# WHAT IS NEEDED:
Every line in the data below that holds "building" should be found and copied.

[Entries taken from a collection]
*-*-*

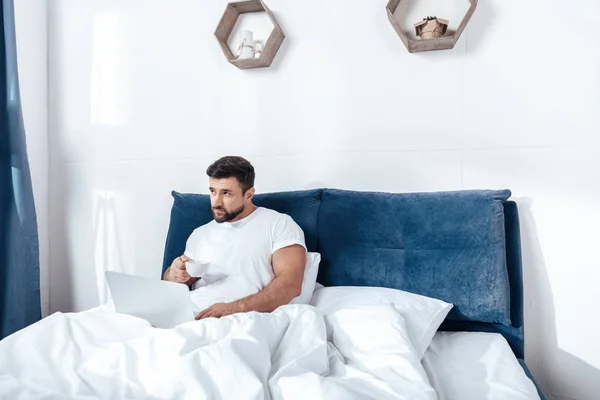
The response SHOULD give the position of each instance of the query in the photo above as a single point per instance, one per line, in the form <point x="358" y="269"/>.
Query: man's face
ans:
<point x="226" y="199"/>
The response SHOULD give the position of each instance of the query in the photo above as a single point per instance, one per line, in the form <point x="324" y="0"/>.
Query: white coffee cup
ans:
<point x="196" y="269"/>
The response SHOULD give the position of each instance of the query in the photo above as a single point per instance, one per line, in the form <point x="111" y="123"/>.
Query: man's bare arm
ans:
<point x="288" y="267"/>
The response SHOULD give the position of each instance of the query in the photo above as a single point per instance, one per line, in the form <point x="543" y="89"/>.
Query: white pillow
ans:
<point x="476" y="365"/>
<point x="376" y="347"/>
<point x="423" y="315"/>
<point x="311" y="270"/>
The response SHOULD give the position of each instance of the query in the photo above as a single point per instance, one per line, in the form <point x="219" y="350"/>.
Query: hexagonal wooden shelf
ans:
<point x="225" y="27"/>
<point x="418" y="45"/>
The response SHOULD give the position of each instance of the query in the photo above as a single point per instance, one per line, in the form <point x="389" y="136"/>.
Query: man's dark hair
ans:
<point x="233" y="166"/>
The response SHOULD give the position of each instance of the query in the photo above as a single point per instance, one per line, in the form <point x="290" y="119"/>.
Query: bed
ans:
<point x="419" y="296"/>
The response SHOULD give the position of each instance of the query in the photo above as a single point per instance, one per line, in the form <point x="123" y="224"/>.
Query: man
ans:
<point x="263" y="246"/>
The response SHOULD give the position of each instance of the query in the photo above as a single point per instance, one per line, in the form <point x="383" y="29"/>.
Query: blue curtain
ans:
<point x="19" y="248"/>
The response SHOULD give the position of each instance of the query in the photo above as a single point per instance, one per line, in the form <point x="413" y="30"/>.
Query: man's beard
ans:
<point x="228" y="216"/>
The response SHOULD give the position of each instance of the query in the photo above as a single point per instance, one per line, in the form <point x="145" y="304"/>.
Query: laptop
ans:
<point x="164" y="304"/>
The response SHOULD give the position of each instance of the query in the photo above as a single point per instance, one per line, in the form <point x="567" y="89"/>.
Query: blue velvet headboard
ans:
<point x="462" y="246"/>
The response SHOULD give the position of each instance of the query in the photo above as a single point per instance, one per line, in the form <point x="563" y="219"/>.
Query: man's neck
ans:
<point x="247" y="211"/>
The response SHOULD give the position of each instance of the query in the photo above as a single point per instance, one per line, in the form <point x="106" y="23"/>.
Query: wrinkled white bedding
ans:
<point x="292" y="353"/>
<point x="475" y="366"/>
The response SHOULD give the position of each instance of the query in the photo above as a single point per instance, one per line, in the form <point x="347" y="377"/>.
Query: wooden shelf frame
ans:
<point x="227" y="23"/>
<point x="418" y="45"/>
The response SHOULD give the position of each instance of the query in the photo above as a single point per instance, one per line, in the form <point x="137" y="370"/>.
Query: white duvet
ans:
<point x="292" y="353"/>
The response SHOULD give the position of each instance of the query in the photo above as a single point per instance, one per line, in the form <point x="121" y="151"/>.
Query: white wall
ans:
<point x="142" y="100"/>
<point x="31" y="28"/>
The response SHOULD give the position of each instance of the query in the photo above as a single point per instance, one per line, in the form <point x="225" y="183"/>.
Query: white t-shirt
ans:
<point x="243" y="249"/>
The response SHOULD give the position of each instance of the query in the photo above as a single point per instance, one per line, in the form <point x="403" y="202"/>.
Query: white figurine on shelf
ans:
<point x="258" y="48"/>
<point x="246" y="47"/>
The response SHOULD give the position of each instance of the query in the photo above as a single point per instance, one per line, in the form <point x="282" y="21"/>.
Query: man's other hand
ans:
<point x="218" y="310"/>
<point x="177" y="272"/>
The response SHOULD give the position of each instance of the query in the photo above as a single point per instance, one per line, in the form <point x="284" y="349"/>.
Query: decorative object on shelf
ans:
<point x="250" y="53"/>
<point x="431" y="27"/>
<point x="443" y="42"/>
<point x="246" y="47"/>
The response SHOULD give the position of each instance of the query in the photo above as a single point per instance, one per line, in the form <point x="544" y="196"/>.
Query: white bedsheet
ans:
<point x="281" y="355"/>
<point x="476" y="366"/>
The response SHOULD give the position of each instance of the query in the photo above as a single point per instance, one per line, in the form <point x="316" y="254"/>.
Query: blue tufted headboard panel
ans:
<point x="462" y="246"/>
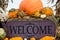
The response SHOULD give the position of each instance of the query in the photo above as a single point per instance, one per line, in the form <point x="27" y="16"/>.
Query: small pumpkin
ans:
<point x="48" y="11"/>
<point x="48" y="38"/>
<point x="13" y="13"/>
<point x="31" y="6"/>
<point x="5" y="38"/>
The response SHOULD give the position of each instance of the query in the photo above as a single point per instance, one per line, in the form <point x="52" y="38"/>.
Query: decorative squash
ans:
<point x="48" y="11"/>
<point x="16" y="38"/>
<point x="13" y="13"/>
<point x="2" y="33"/>
<point x="48" y="38"/>
<point x="31" y="6"/>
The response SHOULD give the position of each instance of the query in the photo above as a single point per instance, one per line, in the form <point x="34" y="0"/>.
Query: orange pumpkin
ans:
<point x="31" y="6"/>
<point x="5" y="38"/>
<point x="48" y="38"/>
<point x="48" y="11"/>
<point x="12" y="13"/>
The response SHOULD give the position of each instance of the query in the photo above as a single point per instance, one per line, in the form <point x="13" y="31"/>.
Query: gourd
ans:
<point x="31" y="6"/>
<point x="13" y="13"/>
<point x="48" y="11"/>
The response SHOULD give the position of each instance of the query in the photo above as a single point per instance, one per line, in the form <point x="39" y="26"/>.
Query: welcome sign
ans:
<point x="27" y="29"/>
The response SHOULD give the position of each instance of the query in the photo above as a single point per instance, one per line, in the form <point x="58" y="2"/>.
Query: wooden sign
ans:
<point x="27" y="29"/>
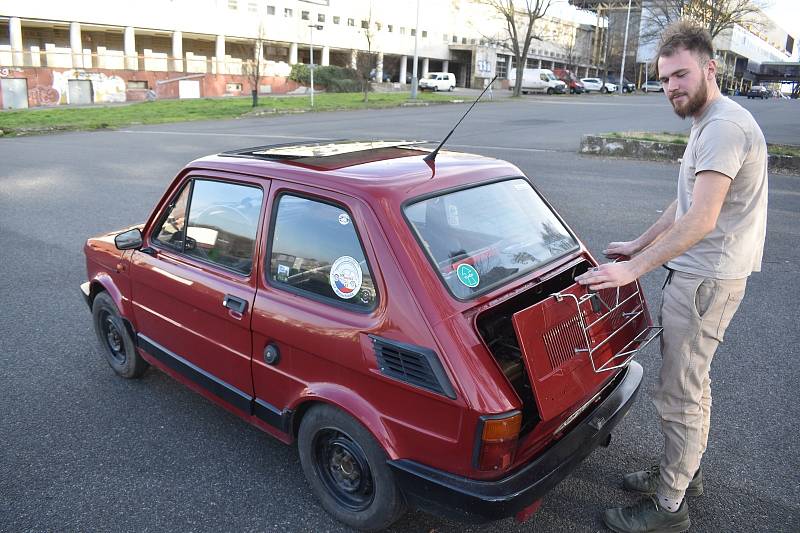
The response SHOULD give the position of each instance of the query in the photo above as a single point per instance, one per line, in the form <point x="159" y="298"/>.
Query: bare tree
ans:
<point x="715" y="15"/>
<point x="252" y="67"/>
<point x="367" y="61"/>
<point x="519" y="18"/>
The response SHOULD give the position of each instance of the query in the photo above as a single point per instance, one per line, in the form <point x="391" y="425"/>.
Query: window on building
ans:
<point x="501" y="68"/>
<point x="220" y="227"/>
<point x="317" y="253"/>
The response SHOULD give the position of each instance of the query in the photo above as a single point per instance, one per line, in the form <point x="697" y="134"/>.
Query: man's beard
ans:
<point x="695" y="103"/>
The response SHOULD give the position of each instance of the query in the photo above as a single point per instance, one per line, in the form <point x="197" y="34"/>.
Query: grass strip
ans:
<point x="680" y="138"/>
<point x="32" y="121"/>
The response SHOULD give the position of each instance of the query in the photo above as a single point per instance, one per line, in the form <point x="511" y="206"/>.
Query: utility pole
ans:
<point x="624" y="51"/>
<point x="414" y="67"/>
<point x="311" y="68"/>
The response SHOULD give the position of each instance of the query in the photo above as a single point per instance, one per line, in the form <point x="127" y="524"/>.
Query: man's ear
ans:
<point x="712" y="69"/>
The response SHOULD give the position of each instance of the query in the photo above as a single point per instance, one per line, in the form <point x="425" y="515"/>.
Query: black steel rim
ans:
<point x="343" y="468"/>
<point x="113" y="338"/>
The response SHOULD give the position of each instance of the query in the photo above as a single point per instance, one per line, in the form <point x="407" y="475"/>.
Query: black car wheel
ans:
<point x="118" y="346"/>
<point x="347" y="470"/>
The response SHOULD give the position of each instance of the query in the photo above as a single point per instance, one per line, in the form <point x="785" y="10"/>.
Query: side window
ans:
<point x="171" y="230"/>
<point x="316" y="249"/>
<point x="221" y="224"/>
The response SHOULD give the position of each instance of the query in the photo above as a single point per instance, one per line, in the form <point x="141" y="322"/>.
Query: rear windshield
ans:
<point x="482" y="237"/>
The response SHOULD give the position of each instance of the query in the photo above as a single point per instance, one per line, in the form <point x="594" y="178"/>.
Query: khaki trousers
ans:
<point x="695" y="311"/>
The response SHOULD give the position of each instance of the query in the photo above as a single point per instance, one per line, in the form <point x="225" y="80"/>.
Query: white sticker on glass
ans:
<point x="345" y="277"/>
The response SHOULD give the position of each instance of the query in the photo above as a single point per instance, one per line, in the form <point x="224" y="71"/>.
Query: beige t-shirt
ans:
<point x="727" y="139"/>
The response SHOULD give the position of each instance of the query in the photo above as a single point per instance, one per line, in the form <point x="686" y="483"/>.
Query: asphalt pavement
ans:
<point x="83" y="450"/>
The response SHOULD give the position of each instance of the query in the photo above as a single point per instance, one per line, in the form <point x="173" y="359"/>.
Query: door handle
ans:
<point x="237" y="305"/>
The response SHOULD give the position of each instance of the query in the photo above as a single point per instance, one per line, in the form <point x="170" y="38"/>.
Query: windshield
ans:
<point x="483" y="237"/>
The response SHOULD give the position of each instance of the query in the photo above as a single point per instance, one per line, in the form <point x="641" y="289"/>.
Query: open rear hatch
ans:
<point x="573" y="339"/>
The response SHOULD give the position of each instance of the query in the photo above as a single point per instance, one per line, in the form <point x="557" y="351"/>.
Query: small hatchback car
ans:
<point x="415" y="327"/>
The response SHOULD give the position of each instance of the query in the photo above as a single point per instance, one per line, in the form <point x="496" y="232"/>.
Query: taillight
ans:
<point x="497" y="441"/>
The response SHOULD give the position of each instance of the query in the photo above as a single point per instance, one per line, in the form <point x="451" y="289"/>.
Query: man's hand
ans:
<point x="618" y="249"/>
<point x="609" y="275"/>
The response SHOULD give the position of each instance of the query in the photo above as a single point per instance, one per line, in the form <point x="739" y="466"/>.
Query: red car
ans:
<point x="414" y="327"/>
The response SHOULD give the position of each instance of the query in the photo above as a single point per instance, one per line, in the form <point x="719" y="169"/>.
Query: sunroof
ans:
<point x="315" y="150"/>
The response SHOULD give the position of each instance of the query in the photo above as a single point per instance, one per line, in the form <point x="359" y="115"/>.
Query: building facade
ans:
<point x="59" y="53"/>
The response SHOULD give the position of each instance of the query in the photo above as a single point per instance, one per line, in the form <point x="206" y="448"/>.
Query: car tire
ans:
<point x="115" y="339"/>
<point x="347" y="470"/>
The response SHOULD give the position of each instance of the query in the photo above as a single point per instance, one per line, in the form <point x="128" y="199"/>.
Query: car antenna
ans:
<point x="431" y="157"/>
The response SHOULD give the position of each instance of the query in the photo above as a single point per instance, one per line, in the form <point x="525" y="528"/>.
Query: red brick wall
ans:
<point x="42" y="93"/>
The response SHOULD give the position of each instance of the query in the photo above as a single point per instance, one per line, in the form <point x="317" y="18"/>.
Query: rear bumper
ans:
<point x="476" y="501"/>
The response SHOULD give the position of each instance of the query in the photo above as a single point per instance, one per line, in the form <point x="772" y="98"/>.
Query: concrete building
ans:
<point x="57" y="53"/>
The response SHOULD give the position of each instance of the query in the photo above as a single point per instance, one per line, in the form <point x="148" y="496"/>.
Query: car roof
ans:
<point x="395" y="169"/>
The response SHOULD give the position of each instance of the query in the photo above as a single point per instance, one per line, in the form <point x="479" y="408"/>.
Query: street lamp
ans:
<point x="311" y="68"/>
<point x="414" y="67"/>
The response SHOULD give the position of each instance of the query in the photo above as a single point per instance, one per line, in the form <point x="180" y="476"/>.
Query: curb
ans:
<point x="662" y="151"/>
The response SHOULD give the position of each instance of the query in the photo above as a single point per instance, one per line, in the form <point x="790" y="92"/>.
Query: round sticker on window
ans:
<point x="345" y="277"/>
<point x="468" y="275"/>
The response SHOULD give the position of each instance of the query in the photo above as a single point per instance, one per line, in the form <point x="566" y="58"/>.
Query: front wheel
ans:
<point x="116" y="341"/>
<point x="347" y="470"/>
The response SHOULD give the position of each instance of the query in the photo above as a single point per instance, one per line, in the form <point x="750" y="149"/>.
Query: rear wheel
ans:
<point x="347" y="470"/>
<point x="118" y="346"/>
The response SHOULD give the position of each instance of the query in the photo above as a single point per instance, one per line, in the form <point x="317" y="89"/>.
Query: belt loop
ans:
<point x="668" y="278"/>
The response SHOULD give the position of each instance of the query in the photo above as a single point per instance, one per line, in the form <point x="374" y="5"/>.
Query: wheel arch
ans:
<point x="350" y="403"/>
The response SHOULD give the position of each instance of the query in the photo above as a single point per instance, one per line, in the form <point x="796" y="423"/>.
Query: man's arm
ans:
<point x="633" y="247"/>
<point x="710" y="189"/>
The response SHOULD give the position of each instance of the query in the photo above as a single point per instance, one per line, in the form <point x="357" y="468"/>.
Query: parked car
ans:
<point x="652" y="86"/>
<point x="422" y="340"/>
<point x="758" y="91"/>
<point x="571" y="80"/>
<point x="596" y="85"/>
<point x="627" y="87"/>
<point x="438" y="81"/>
<point x="538" y="80"/>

*-*-*

# TASK SOLUTION:
Query: window on building
Query: building facade
Query: concrete building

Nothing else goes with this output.